= Hippodamus of Miletus =

Greek architect and philosopher (480 – 408 BC)

Hippodamus of Miletus (/hɪˈpɒdəməs/; Greek: Ἱππόδαμος ὁ Μιλήσιος, Hippodamos ho Milesios; c.480-408 BC) was an ancient Greek architect, urban planner, physician, mathematician, meteorologist and philosopher, who is considered to be "the father of European urban planning", and the namesake of the "Hippodamian plan" (grid plan) of city layout, although rectangular city plans were in use by the ancient Greeks as early as the 8th c. BC.

Hippodamus was born in Miletus and lived during the 5th century BC. His father was Euryphon. According to Aristotle, Hippodamus was the first author who wrote upon the theory of government, without any knowledge of practical affairs.

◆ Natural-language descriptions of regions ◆
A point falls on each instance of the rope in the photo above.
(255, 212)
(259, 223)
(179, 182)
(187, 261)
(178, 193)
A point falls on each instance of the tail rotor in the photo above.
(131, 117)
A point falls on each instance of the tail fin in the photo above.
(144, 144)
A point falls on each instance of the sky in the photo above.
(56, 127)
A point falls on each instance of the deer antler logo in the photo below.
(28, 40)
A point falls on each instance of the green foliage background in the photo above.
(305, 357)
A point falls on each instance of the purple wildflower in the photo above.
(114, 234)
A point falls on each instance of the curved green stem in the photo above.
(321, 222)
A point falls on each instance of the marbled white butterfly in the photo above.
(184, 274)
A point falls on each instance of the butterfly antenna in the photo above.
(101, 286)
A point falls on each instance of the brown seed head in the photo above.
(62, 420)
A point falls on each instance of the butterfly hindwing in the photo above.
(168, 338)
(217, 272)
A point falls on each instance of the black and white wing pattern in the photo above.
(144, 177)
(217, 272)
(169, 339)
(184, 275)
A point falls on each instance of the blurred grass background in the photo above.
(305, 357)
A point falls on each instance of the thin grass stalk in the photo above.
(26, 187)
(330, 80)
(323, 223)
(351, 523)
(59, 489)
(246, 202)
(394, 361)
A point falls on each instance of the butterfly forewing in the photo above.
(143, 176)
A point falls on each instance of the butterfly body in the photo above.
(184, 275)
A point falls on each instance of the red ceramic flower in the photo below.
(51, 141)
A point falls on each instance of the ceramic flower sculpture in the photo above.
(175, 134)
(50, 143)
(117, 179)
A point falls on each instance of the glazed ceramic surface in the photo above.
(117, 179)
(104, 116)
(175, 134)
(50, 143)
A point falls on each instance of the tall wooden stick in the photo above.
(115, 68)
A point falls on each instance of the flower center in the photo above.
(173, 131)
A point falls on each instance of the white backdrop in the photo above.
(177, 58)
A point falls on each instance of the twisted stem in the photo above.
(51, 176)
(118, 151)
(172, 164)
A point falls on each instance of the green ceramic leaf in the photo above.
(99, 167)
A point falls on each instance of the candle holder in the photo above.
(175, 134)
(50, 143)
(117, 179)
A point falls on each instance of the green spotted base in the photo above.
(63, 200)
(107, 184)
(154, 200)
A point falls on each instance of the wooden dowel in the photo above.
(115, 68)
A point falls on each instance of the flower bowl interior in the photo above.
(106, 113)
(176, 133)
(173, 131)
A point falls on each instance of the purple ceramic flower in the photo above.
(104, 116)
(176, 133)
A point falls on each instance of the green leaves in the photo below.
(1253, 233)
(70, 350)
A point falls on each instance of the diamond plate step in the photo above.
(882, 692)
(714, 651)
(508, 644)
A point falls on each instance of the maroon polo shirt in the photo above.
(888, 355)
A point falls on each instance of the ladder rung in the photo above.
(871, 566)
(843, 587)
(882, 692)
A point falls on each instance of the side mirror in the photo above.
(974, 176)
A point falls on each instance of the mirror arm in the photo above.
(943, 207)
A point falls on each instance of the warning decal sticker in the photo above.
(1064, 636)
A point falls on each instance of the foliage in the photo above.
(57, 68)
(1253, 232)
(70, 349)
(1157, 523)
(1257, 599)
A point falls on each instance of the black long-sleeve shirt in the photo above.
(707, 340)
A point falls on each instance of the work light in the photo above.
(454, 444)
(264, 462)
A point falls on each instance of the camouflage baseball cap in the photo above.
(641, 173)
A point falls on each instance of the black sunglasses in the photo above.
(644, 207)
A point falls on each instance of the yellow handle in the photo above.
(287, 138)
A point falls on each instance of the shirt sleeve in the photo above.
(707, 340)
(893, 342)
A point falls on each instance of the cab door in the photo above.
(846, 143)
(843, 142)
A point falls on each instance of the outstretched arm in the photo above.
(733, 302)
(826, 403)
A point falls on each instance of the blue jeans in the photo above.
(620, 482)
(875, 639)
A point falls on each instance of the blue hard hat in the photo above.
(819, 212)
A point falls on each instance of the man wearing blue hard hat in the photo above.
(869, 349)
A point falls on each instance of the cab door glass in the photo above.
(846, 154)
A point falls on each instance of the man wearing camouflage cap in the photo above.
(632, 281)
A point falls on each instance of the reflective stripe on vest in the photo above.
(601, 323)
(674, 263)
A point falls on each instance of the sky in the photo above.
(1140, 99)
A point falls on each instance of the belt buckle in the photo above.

◆ Task prompt ◆
Can you quote everything in the Hippodamus of Miletus text from "Hippodamus of Miletus (/hɪˈpɒdəməs/;" down to "of practical affairs.", word for word?

◆ Exercise response ◆
Hippodamus of Miletus (/hɪˈpɒdəməs/; Greek: Ἱππόδαμος ὁ Μιλήσιος, Hippodamos ho Milesios; c.480-408 BC) was an ancient Greek architect, urban planner, physician, mathematician, meteorologist and philosopher, who is considered to be "the father of European urban planning", and the namesake of the "Hippodamian plan" (grid plan) of city layout, although rectangular city plans were in use by the ancient Greeks as early as the 8th c. BC.

Hippodamus was born in Miletus and lived during the 5th century BC. His father was Euryphon. According to Aristotle, Hippodamus was the first author who wrote upon the theory of government, without any knowledge of practical affairs.